Source text:
==*==
Examples of Introducing Opinions:
“I have an opinion about the choice to split this play into two acts. Would you like to hear it?”
“I have an opinion about the number of characters in this play. Would you like to hear it?”
Step 5: Follow-up
If the playwright wishes to share anything about their plans for the piece, they may do so. You may also choose to do a round of “glistens,” where each participant shares one line of the play that stood out to them.
3) Revision
Sometimes, the idea of revision becomes conflated with that of proofreading and correcting minor errors in ones’ own work. While it is important to learn to find and fix typos, spelling, and grammatical errors, it is also important for writers to know how to integrate outside feedback and holistically revise their work to produce the best final product. Students should be encouraged to revise their plays to better communicate the ideas they wish to convey, and not to just make minimal tweaks for the sake of completing an assignment. Remind students that revision can be more than just rewording a sentence here and there. Encourage students to take risks and be willing to rewrite entire scenes as necessary. One helpful revision tip: have students copy their first draft into a new document before starting to revise or make the revisions with their changes tracked. This way, if they end up disliking changes they have made, they still have the original draft to refer back to. Remind students that revision is an ongoing process, and that it is okay to make mistakes. The play will never feel perfect; the goal is just to get it to be the best that in can be in a given moment.
==*==
Collected material:
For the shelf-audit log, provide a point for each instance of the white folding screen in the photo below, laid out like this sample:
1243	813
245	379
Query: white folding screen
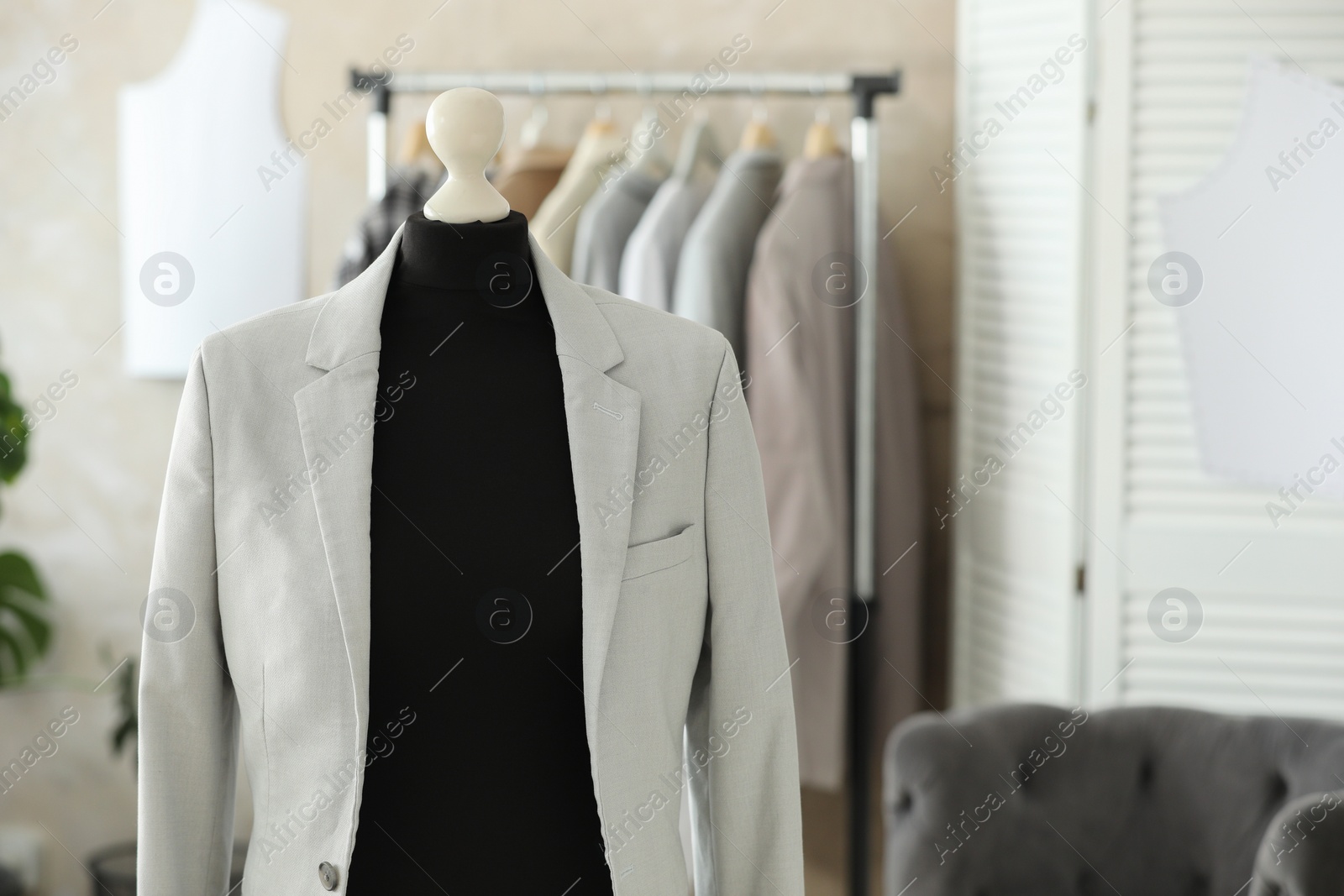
==*==
Exercise tasks:
- A) Return the text on play feedback and revision between "Examples of Introducing" and "out to them.", inclusive.
- B) Write the next part of the text on play feedback and revision, picking up after its final sentence.
You won't need the material here.

Results:
- A)
Examples of Introducing Opinions:
“I have an opinion about the choice to split this play into two acts. Would you like to hear it?”
“I have an opinion about the number of characters in this play. Would you like to hear it?”
Step 5: Follow-up
If the playwright wishes to share anything about their plans for the piece, they may do so. You may also choose to do a round of “glistens,” where each participant shares one line of the play that stood out to them.

- B)
Including playwriting in the literacy classroom is a unique way to teach reading, writing, and oral fluency skills. The addition of a playwriting workshop to this practice encourages students to think critically about their own work and that of their peers, and to practice vital revision skills that are transferrable to all areas of personal, professional, and academic writing. Thus, teaching playwriting and playwriting workshops allows students to grow their writing and revising skills as they use the written word to communicate ideas that they are passionate about.
References
Elgar, A. G. (2002). Student playwriting for language development. ELT Journal, 56, 22–28. https://doi.org/10.1093/elt/56.1.22
Gardiner, P., & Anderson, M. (2012). Can you read that again? Playwriting, literacy and reading the 'spoken' word. English in Australia, 47(2), 80–89. https://doi.org/10.3316/aeipt.195484
Heath, S. B. (1996). Re-creating literature in the ESL classroom. TESOL Quarterly, 30, 776–779. https://doi.org/10.2307/3587935
Lerman, L. & Borstel, J. (2008). Liz Lerman’s Critical Response Process. Contact Quarterly, 31(1), 16–20.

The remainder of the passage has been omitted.